┌────────

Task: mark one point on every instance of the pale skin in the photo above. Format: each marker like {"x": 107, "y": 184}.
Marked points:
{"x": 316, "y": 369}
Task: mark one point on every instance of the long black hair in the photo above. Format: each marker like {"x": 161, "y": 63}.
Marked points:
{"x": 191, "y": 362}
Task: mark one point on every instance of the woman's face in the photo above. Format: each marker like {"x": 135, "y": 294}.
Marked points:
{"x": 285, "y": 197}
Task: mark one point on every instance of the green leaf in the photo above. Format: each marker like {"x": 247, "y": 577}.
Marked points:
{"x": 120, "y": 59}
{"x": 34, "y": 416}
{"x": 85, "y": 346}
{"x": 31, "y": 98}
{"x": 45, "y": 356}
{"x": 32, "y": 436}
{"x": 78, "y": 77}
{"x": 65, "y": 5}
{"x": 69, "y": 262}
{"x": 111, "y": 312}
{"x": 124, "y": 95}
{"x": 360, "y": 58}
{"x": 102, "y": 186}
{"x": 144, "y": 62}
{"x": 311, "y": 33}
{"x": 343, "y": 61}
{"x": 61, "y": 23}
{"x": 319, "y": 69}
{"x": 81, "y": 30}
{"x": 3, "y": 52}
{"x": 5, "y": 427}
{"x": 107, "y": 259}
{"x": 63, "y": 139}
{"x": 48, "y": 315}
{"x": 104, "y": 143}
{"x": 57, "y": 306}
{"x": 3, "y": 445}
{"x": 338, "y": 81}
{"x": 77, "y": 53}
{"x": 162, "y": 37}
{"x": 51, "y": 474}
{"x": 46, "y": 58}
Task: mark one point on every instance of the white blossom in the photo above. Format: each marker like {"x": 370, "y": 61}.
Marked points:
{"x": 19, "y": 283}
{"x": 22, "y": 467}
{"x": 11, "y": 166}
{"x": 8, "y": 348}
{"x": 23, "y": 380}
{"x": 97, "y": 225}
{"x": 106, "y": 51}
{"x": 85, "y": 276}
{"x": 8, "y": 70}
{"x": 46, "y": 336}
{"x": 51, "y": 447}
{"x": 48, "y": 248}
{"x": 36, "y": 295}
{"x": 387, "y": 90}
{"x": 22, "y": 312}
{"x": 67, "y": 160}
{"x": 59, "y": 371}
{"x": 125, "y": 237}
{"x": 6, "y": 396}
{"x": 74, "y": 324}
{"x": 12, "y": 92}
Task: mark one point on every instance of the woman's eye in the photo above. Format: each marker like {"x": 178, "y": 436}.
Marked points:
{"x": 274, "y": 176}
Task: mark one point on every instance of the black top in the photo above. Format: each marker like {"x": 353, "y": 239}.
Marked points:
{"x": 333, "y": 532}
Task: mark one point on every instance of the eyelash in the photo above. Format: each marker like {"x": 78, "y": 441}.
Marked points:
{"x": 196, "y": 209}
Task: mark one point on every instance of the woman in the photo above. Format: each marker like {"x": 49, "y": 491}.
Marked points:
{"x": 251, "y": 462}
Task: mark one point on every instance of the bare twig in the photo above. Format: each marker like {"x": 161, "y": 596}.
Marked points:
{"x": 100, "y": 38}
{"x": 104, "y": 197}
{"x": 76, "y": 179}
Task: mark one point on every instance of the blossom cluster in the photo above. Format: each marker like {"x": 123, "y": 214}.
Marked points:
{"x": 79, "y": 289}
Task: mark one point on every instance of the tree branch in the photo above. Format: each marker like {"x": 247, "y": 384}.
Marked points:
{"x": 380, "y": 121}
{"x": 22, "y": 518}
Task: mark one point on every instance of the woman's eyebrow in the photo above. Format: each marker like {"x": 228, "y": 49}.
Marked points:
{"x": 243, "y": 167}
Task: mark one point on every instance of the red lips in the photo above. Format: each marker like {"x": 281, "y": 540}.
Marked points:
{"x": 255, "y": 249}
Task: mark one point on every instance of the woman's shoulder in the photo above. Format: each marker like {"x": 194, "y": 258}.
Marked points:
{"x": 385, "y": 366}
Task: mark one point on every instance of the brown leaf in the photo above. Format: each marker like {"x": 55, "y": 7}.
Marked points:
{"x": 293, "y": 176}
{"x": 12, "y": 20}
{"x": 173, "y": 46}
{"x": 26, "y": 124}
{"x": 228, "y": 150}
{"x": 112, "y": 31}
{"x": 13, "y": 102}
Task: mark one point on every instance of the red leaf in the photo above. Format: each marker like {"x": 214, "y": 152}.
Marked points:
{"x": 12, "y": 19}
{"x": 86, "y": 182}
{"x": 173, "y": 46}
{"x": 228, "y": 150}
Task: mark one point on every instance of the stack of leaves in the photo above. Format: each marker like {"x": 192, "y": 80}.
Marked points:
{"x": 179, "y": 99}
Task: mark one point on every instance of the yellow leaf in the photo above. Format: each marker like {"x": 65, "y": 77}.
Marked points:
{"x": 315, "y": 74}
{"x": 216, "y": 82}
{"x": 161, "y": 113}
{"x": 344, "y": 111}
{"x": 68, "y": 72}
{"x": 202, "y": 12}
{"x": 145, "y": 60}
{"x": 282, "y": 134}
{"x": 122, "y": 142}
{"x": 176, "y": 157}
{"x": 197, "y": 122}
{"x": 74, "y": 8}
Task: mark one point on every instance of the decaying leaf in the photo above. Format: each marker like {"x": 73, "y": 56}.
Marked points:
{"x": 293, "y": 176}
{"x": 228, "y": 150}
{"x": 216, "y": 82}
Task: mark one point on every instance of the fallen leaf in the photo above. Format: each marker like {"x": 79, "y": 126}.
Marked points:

└────────

## EXERCISE DIRECTIONS
Output each record exactly, leaving nothing out.

## ANSWER FOR THIS EXERCISE
Task: mark one point on every instance of the pale skin in the photo above. Format: each marker like {"x": 107, "y": 184}.
Marked points:
{"x": 316, "y": 369}
Task: mark one point on every instance of the long black hair in the photo above. Format: each marker like {"x": 161, "y": 63}.
Marked points:
{"x": 191, "y": 362}
Task: mark one point on every instance of the woman's face in the photo above. Format: each marker like {"x": 135, "y": 294}.
Marked points:
{"x": 285, "y": 197}
Task: mark one point on every instance of the green leaf in the photo above. Format: each marker like {"x": 247, "y": 577}.
Marked points:
{"x": 120, "y": 59}
{"x": 34, "y": 416}
{"x": 85, "y": 346}
{"x": 31, "y": 98}
{"x": 45, "y": 356}
{"x": 32, "y": 436}
{"x": 78, "y": 77}
{"x": 65, "y": 5}
{"x": 69, "y": 262}
{"x": 111, "y": 312}
{"x": 124, "y": 95}
{"x": 360, "y": 58}
{"x": 102, "y": 186}
{"x": 144, "y": 62}
{"x": 311, "y": 33}
{"x": 343, "y": 61}
{"x": 61, "y": 23}
{"x": 319, "y": 69}
{"x": 81, "y": 30}
{"x": 3, "y": 52}
{"x": 5, "y": 427}
{"x": 107, "y": 259}
{"x": 63, "y": 139}
{"x": 48, "y": 315}
{"x": 104, "y": 143}
{"x": 57, "y": 306}
{"x": 3, "y": 445}
{"x": 338, "y": 81}
{"x": 77, "y": 53}
{"x": 162, "y": 37}
{"x": 51, "y": 474}
{"x": 46, "y": 58}
Task: mark one point on every instance of the white blossom in the photo above. Format: each marker like {"x": 370, "y": 61}.
Marked points:
{"x": 19, "y": 283}
{"x": 22, "y": 467}
{"x": 11, "y": 166}
{"x": 8, "y": 348}
{"x": 23, "y": 380}
{"x": 97, "y": 225}
{"x": 106, "y": 51}
{"x": 85, "y": 276}
{"x": 8, "y": 70}
{"x": 46, "y": 336}
{"x": 51, "y": 447}
{"x": 48, "y": 248}
{"x": 36, "y": 295}
{"x": 387, "y": 90}
{"x": 22, "y": 312}
{"x": 67, "y": 160}
{"x": 59, "y": 371}
{"x": 125, "y": 237}
{"x": 6, "y": 396}
{"x": 74, "y": 324}
{"x": 12, "y": 92}
Task: mark one point on every instance of the woman's eye in the photo above. Format: each marker like {"x": 178, "y": 436}.
Marked points:
{"x": 274, "y": 176}
Task: mark one point on every instance of the black top in the photo above. Format: each marker like {"x": 353, "y": 239}.
Marked points:
{"x": 333, "y": 532}
Task: mark one point on every instance of the eyelash in the photo above. Format: each marker like {"x": 78, "y": 441}.
Marked points:
{"x": 196, "y": 209}
Task: mark one point on every instance of the woman in the photo above. Format: each marker like {"x": 49, "y": 491}.
Marked points:
{"x": 251, "y": 462}
Task: mark one point on every instance of the bare twig in the photo above. Format: each marker like {"x": 161, "y": 596}.
Marked points:
{"x": 100, "y": 38}
{"x": 104, "y": 197}
{"x": 76, "y": 179}
Task: mark one point on every instance of the blossom cluster in the photo above. Format: each marker like {"x": 123, "y": 214}.
Marked points:
{"x": 79, "y": 289}
Task: mark one point on every instance of the tree branch in the photo above. Format: each marker like {"x": 247, "y": 384}.
Marked points:
{"x": 380, "y": 121}
{"x": 22, "y": 518}
Task: mark one point on every instance of the woman's eyebrow in the photo above. Format: each marker like {"x": 228, "y": 49}.
Marked points:
{"x": 243, "y": 167}
Task: mark one point on every instance of the red lips in the photo above. Format: each marker like {"x": 281, "y": 540}.
Marked points:
{"x": 255, "y": 249}
Task: mark one point on every instance of the woman's shoulder in the photo above. Format: each marker like {"x": 194, "y": 258}.
Marked points:
{"x": 385, "y": 366}
Task: mark one point on every instance of the brown leaf in the photo above. Format: each marker like {"x": 55, "y": 7}.
Marked points:
{"x": 293, "y": 176}
{"x": 12, "y": 20}
{"x": 173, "y": 46}
{"x": 26, "y": 124}
{"x": 228, "y": 150}
{"x": 112, "y": 31}
{"x": 13, "y": 102}
Task: mark one point on every instance of the red leaf in the photo above. Format: each marker like {"x": 214, "y": 152}.
Marked points:
{"x": 12, "y": 19}
{"x": 86, "y": 182}
{"x": 173, "y": 46}
{"x": 228, "y": 150}
Task: mark one point on every instance of the stack of leaves in the photo above. Format: each marker like {"x": 192, "y": 80}.
Marked points:
{"x": 179, "y": 99}
Task: mark one point on every instance of the yellow leaf in the photo above. Format: each marker like {"x": 65, "y": 77}.
Marked points:
{"x": 315, "y": 74}
{"x": 216, "y": 82}
{"x": 161, "y": 113}
{"x": 344, "y": 111}
{"x": 68, "y": 72}
{"x": 202, "y": 12}
{"x": 145, "y": 60}
{"x": 282, "y": 134}
{"x": 122, "y": 142}
{"x": 176, "y": 157}
{"x": 197, "y": 122}
{"x": 74, "y": 8}
Task: mark one point on every instance of the decaying leaf in the photo above. Format: each marker like {"x": 73, "y": 56}.
Marked points:
{"x": 293, "y": 176}
{"x": 228, "y": 150}
{"x": 216, "y": 82}
Task: mark one point on every instance of the fallen leaf in the photo above. Format: each marker like {"x": 79, "y": 126}.
Marked points:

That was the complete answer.